**Brief A**
Using the Honda ignition troubleshooting thread, decide whether each statement agrees with it. For each, answer yes or no and quote the deciding words. (i) Typical ignition delay values fall between 20 and 50 microseconds. (ii) The ignition delay value is tuned so that ignition timing advances as RPM increases. (iii) The poster attached the whole tune file.
**Brief B**
In the Honda ignition troubleshooting thread, what other possibility does the reply give, besides ignition delay, for the ignition not happening as expected?
**Brief C**
Resume the Honda ignition troubleshooting thread from where it stops.

Pretty stumped at this point and would love some help, especially anyone who has a successfully running obd1 Honda on uaefi using the built in VR conditioners
Attached is screenshots of a trigger capture log, screenshots of my trigger settings, VR threshold and also the wiring schematic showing how I wired everything. Also the whole tune file in case there's a setting I'm missing. Thanks in advance!
Does your software have an "ignition delay" parameter? This is a fixed time from when the ECU triggers the coil to spark, and when the spark actually occurs. You tune this value so the ignition timing doesn't change with an increase in RPM. Typically values are 20 - 50 uS (micro-seconds).
Another possibility -- if you are using a distributor that still has a mechanical advance built in, then the ignition might not happen with expected.

**Supplied entries**

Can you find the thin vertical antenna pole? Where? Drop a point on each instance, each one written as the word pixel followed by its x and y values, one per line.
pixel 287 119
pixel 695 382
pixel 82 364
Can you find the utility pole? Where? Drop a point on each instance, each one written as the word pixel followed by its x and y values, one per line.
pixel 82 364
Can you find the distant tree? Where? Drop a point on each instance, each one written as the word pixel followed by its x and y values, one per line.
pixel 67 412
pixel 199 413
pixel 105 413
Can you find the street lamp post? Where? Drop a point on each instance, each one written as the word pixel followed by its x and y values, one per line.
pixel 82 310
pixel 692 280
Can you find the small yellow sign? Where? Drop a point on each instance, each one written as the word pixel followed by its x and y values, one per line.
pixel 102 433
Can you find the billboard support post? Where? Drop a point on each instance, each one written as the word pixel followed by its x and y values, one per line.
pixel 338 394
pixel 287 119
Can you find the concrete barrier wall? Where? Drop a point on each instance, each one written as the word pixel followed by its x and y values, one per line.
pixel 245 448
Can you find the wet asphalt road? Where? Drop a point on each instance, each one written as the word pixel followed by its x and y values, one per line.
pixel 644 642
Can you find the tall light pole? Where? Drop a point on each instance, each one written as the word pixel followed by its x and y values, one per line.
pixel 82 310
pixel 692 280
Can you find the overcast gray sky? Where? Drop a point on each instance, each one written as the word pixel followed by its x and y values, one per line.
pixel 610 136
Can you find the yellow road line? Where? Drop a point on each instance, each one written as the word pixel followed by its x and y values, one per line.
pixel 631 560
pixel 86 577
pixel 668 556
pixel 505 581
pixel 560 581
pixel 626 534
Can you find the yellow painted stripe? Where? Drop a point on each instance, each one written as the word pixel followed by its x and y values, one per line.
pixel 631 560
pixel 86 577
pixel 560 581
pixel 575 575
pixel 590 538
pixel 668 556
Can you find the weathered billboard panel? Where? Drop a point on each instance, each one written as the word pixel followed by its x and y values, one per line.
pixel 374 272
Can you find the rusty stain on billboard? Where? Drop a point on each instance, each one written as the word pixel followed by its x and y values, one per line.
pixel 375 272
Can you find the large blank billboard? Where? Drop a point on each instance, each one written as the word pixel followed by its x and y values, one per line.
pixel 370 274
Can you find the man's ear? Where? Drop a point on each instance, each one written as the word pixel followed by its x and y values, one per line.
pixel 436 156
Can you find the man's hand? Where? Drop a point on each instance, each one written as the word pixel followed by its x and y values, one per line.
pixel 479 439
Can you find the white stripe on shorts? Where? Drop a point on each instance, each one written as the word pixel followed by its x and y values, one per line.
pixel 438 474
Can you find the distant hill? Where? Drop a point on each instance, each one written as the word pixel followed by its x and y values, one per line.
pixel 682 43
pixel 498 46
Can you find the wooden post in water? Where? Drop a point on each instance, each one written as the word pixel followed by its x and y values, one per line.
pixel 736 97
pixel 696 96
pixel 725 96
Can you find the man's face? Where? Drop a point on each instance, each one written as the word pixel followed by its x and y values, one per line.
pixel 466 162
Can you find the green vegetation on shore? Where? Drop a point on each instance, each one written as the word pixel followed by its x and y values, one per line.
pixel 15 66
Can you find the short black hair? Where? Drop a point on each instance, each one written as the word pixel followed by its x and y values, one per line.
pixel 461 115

--

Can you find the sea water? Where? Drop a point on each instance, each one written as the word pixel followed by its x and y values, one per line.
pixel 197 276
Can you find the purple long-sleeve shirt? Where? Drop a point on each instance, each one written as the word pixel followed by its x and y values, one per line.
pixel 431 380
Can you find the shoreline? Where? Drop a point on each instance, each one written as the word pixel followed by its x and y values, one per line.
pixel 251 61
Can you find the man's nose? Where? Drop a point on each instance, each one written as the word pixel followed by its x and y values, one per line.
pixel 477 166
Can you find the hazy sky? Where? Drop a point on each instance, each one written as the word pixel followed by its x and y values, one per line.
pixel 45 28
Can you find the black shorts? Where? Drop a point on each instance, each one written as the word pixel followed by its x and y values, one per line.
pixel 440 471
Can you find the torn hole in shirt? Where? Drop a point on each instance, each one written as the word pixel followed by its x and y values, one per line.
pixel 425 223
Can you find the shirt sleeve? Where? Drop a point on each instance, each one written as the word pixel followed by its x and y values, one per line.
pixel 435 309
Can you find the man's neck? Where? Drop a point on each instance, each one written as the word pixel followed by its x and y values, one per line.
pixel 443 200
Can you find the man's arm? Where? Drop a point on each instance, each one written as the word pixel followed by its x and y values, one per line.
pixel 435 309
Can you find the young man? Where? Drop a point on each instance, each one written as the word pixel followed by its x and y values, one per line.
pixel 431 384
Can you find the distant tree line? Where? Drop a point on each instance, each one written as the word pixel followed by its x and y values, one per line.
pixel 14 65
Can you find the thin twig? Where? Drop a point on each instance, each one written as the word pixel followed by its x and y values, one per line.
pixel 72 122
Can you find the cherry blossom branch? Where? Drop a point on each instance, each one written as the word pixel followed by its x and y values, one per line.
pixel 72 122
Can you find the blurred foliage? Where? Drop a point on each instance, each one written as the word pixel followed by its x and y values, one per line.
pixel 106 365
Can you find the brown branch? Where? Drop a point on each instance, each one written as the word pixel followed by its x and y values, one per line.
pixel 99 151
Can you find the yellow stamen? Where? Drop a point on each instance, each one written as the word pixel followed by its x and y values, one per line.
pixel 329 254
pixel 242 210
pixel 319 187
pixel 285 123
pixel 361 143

---

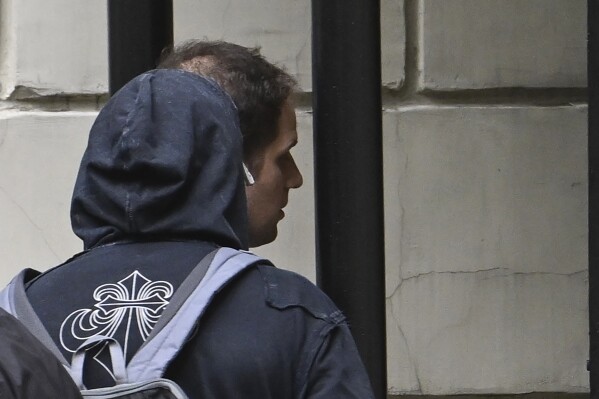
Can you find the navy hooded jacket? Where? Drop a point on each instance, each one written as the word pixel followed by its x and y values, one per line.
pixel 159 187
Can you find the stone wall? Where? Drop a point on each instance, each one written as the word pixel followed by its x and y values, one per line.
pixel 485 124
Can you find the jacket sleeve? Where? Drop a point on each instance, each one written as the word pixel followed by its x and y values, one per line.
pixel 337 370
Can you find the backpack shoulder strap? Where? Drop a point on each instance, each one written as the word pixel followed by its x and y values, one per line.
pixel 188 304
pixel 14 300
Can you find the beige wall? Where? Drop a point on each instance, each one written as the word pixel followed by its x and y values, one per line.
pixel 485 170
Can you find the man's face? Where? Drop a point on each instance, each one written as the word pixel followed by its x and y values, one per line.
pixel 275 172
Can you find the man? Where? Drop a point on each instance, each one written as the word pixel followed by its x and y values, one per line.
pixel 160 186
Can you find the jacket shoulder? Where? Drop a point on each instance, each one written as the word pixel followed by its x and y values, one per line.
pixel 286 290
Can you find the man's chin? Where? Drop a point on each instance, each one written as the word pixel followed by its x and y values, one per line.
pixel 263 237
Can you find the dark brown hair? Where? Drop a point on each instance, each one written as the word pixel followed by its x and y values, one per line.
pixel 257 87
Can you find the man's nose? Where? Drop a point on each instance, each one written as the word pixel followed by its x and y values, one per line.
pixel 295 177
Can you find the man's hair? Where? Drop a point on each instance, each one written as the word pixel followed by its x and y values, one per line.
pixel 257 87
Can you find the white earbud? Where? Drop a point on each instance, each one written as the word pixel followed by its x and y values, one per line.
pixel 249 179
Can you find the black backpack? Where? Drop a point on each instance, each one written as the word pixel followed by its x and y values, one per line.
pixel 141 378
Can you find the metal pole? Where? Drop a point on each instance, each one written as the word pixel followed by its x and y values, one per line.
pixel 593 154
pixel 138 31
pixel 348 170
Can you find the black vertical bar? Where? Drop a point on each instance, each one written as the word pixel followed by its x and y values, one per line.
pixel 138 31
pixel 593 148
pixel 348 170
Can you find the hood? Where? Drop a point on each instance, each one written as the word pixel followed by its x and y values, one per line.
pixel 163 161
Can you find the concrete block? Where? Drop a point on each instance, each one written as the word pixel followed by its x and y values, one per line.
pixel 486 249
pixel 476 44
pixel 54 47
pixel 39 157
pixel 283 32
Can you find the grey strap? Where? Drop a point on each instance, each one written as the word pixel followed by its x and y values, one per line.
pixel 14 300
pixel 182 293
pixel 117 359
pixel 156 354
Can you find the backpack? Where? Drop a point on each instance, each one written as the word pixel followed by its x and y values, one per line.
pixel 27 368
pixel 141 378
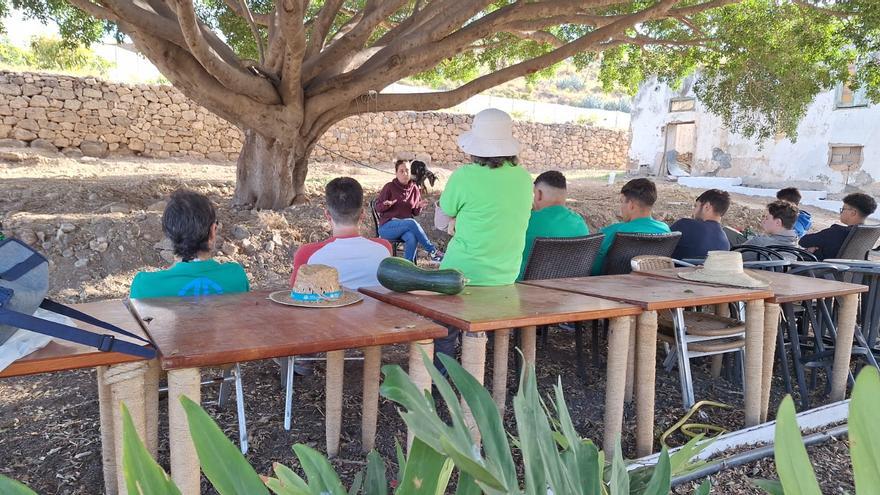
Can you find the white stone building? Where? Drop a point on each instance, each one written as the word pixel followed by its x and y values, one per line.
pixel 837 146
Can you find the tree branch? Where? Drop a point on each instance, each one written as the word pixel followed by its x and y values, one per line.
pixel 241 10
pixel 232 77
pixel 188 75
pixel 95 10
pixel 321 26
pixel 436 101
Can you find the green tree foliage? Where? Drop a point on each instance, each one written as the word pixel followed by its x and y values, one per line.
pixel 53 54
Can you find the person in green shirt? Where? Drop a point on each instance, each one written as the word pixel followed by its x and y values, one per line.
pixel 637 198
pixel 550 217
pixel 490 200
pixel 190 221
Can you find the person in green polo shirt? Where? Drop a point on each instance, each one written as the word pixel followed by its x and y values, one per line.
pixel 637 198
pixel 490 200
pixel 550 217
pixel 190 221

**Exercise result A**
(i) Yes: "Typically values are 20 - 50 uS (micro-seconds)."
(ii) No: "You tune this value so the ignition timing doesn't change with an increase in RPM."
(iii) Yes: "Also the whole tune file in case there's a setting I'm missing."

**Exercise result B**
A distributor that still has a mechanical advance built in.

**Exercise result C**
Unfortunately my ECU doesn't have a spark hardware latency setting although I don't think that would fix my issue. That usually advances the timing further whereas I need to retard the timing. I think my issue might be related to the vr conditioner on the board. There's a special vr conditioner made specifically for the Honda OBD1 and Toyota 3sgte that I guess is the only thing able to pickup the signal properly on the stock trigger system. Has anyone heard of this being required before?
Unfortunately my ECU doesn't have a spark hardware latency setting although I don't think that would fix my issue. That usually advances the timing further whereas I need to retard the timing. I think my issue might be related to the vr conditioner on the board. There's a special vr conditioner made specifically for the Honda OBD1 and Toyota 3sgte that I guess is the only thing able to pickup the signal properly on the stock trigger system. Has anyone heard of this being required before?
What does a real oscilloscope trace of the crank and cam signals look like? I can't believe there would be any special VR conditioner, unless they are using a current-loop type sensor. Then you would just need a resistor to convert the current to a voltage you could monitor.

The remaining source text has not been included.